Count the lines in the entries below that contain the string "wheel", treating uppercase and lowercase letters as distinct, and give only the number.

▶

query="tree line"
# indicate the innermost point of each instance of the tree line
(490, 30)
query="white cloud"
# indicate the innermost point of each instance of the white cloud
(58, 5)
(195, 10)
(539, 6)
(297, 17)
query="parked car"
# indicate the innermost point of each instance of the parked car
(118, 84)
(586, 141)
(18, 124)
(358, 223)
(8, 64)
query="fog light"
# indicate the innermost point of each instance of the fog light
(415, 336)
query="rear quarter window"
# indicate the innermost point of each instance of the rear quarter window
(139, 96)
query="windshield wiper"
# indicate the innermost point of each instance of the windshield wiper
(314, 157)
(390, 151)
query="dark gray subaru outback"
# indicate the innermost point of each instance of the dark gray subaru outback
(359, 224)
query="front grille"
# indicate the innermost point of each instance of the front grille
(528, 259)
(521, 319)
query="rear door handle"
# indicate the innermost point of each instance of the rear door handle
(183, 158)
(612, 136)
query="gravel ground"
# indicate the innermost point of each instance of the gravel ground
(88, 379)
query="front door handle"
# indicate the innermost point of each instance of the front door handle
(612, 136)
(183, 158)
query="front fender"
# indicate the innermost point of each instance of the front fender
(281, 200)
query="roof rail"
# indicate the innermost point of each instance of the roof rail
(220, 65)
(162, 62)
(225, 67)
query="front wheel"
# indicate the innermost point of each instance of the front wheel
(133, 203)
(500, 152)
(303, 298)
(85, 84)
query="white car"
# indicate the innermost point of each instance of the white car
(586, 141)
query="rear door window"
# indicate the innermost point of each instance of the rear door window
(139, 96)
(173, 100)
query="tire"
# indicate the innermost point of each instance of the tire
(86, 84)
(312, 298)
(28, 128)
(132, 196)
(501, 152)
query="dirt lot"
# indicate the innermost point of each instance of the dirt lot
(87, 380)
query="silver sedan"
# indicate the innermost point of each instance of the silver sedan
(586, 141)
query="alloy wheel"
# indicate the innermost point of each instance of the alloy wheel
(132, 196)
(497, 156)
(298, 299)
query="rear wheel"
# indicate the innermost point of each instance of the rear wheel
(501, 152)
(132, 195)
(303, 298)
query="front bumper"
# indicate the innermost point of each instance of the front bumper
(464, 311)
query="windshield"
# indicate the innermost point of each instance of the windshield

◀

PROBLEM SOLUTION
6